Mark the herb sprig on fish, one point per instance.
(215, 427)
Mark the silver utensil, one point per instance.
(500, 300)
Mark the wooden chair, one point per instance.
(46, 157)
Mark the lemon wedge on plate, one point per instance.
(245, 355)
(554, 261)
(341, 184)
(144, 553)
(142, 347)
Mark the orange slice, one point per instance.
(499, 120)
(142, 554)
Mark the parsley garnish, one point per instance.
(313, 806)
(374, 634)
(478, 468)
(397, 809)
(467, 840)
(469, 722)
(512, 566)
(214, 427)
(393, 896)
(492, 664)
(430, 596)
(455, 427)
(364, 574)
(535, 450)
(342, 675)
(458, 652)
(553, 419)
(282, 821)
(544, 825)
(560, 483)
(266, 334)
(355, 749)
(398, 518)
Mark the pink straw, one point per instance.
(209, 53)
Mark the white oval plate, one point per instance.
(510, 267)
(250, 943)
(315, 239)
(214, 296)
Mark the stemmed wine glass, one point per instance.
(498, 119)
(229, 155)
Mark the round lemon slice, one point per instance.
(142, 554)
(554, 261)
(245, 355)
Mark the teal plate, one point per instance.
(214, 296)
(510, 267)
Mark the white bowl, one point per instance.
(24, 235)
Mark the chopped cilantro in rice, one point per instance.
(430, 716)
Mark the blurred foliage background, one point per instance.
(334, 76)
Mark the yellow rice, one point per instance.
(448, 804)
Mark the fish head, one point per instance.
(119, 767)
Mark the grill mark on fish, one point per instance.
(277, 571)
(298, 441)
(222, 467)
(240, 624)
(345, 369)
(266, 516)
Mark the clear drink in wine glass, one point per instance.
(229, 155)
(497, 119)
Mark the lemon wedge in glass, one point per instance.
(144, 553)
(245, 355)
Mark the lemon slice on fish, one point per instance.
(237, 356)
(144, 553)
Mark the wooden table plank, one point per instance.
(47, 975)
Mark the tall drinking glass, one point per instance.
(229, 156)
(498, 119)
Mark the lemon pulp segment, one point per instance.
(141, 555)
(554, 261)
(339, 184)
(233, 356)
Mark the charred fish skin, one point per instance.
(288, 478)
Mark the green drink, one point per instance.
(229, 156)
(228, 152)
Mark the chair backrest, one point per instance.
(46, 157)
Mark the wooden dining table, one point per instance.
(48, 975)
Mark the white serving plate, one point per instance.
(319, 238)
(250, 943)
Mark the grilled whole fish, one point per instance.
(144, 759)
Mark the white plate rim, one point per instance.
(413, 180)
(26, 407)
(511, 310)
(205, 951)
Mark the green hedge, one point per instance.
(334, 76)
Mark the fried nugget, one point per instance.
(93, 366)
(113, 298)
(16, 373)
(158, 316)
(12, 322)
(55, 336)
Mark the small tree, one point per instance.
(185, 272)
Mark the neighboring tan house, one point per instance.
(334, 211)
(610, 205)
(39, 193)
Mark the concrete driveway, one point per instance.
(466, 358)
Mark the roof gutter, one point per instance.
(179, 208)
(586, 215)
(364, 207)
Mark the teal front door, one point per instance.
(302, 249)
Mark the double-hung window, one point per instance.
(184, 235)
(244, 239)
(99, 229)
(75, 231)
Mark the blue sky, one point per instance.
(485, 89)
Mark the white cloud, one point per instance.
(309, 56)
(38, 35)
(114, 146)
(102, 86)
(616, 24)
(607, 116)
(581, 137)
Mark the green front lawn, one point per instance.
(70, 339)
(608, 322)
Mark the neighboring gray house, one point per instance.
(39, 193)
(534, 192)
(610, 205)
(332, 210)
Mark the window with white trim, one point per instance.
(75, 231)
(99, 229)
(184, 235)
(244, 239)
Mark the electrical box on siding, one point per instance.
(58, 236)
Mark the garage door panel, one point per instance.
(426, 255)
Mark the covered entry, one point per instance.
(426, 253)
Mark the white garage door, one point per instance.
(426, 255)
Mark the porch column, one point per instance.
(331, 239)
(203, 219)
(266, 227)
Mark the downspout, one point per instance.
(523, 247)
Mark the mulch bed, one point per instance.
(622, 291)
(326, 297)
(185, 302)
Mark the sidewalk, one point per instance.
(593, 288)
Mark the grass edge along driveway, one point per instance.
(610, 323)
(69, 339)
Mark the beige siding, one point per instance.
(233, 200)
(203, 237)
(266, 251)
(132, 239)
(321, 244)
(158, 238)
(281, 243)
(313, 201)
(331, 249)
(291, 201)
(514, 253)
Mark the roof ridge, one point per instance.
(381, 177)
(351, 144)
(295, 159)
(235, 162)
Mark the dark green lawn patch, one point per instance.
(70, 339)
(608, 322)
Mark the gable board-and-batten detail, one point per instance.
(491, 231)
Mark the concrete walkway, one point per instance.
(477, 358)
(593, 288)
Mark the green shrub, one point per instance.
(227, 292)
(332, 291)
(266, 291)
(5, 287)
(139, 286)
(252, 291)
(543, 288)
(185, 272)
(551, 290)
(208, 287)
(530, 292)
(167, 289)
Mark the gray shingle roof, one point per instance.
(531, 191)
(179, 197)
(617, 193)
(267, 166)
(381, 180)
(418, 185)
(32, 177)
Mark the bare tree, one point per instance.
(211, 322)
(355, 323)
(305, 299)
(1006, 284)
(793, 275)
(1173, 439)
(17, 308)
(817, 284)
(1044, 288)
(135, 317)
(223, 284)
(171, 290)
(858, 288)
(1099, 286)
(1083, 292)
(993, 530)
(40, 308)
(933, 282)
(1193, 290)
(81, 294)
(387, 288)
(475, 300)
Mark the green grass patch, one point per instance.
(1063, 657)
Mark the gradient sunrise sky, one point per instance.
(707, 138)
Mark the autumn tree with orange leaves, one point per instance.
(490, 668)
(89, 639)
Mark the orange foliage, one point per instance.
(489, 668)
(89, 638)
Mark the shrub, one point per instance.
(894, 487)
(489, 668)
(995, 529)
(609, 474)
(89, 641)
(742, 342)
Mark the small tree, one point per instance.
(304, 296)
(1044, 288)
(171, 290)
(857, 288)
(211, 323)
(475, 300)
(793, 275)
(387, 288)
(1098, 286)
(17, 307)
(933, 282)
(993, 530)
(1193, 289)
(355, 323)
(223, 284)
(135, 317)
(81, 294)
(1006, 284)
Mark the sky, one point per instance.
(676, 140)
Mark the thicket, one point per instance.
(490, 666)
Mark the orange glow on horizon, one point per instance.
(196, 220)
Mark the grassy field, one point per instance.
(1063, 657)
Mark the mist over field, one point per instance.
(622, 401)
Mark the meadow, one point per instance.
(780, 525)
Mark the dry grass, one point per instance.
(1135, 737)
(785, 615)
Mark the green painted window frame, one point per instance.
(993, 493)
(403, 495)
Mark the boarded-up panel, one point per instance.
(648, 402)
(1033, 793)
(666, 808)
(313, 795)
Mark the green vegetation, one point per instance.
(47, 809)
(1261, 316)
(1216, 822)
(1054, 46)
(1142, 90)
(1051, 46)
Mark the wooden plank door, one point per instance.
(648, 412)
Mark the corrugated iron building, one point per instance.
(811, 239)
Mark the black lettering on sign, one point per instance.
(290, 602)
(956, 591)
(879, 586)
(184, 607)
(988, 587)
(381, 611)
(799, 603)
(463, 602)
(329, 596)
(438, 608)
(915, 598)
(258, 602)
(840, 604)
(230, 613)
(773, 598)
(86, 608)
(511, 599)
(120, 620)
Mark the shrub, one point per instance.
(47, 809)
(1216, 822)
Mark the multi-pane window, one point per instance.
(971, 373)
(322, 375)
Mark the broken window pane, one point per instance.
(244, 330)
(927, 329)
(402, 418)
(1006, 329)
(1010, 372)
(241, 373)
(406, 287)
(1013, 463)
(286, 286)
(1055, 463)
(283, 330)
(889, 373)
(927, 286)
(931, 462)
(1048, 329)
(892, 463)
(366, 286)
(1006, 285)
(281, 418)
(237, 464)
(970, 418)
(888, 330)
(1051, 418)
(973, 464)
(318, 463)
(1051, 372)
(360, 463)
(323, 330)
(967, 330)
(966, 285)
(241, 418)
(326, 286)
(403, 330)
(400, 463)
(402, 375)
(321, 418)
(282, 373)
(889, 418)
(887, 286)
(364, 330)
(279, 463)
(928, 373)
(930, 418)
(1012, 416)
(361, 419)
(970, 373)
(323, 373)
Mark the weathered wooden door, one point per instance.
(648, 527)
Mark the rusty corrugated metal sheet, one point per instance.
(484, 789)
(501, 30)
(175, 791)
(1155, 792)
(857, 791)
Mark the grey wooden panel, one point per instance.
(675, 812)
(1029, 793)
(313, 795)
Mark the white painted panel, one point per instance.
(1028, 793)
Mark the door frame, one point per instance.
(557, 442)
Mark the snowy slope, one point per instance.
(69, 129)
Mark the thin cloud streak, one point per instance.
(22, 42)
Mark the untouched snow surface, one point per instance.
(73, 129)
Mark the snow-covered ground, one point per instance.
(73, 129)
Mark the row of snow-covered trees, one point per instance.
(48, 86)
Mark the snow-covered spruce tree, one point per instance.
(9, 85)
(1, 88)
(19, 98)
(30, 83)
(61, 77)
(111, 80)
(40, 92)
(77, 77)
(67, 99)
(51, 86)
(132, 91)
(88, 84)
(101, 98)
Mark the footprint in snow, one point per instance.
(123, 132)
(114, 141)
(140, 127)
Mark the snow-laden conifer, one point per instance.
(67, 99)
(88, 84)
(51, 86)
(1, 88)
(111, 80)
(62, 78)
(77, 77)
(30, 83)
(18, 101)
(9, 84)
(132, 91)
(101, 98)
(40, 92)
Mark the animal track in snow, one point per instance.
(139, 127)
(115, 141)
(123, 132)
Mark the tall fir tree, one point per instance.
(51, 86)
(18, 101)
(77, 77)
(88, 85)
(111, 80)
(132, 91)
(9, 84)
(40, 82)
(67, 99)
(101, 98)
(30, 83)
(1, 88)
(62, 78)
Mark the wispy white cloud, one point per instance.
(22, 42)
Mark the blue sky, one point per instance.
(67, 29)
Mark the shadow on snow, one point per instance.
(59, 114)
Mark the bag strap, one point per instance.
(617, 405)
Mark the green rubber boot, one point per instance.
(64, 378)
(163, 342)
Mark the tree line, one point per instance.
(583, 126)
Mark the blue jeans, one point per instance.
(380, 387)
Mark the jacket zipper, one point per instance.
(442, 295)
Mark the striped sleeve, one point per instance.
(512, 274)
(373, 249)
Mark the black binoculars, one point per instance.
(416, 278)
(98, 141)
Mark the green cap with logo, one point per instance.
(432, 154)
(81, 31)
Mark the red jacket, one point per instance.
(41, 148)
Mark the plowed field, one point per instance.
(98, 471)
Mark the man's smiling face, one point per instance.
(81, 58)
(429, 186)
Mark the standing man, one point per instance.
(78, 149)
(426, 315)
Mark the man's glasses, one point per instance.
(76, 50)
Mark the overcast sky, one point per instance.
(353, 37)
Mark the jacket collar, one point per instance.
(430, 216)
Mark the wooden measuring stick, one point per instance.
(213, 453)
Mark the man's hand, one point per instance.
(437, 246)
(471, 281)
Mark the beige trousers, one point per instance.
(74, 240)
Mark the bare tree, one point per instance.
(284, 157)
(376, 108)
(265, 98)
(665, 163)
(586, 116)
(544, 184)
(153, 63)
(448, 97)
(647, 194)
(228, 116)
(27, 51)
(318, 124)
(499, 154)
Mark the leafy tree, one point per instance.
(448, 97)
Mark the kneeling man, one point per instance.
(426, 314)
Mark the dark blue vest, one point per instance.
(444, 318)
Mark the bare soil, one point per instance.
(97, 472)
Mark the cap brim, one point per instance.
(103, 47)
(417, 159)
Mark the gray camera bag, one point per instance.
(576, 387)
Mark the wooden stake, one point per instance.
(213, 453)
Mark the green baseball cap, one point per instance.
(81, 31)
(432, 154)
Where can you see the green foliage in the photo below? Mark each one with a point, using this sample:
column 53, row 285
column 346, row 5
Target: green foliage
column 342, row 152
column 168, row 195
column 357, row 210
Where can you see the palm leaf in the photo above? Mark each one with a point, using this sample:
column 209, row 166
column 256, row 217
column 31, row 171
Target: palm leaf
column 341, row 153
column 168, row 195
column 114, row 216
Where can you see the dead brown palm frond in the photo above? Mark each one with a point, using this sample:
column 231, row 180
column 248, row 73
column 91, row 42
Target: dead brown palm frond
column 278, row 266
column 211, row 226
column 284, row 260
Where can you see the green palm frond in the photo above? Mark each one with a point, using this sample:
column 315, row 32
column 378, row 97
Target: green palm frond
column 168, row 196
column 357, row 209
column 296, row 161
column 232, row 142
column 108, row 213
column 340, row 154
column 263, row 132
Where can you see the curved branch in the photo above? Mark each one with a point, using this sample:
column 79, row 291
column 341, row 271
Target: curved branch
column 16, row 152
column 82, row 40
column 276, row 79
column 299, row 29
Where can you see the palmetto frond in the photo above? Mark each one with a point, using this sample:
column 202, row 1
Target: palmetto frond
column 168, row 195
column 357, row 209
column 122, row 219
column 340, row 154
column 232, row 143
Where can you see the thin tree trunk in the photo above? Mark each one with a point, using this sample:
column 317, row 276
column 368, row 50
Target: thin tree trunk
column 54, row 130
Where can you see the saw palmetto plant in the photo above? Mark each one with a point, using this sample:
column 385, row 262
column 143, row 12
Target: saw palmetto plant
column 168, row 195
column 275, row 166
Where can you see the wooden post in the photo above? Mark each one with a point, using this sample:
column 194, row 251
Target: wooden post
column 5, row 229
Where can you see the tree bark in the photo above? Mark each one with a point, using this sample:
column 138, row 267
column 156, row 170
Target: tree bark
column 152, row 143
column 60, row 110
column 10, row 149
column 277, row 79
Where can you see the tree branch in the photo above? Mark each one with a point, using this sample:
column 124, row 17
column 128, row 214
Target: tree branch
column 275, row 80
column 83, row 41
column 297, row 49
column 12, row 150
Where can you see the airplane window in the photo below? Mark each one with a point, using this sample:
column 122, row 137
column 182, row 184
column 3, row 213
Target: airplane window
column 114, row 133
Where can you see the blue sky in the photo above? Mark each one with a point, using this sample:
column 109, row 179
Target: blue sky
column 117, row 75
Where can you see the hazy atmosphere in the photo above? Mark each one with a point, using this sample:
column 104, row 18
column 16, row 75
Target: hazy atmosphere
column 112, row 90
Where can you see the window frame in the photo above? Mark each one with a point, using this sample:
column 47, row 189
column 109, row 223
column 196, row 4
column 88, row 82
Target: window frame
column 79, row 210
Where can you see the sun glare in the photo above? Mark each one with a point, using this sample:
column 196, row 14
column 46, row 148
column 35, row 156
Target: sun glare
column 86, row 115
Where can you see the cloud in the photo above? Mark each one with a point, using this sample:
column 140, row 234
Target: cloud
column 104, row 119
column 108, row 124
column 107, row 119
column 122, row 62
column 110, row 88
_ _ _ _ _
Work required: Your answer must be a copy of every line in the data above that holds the string "below".

Solved exercise:
Where can you see the green foliage in the photo below? Mark each one with a point, using this sample:
Where can you see the airplane window in the photo below? Mark each one with a point, using this sample:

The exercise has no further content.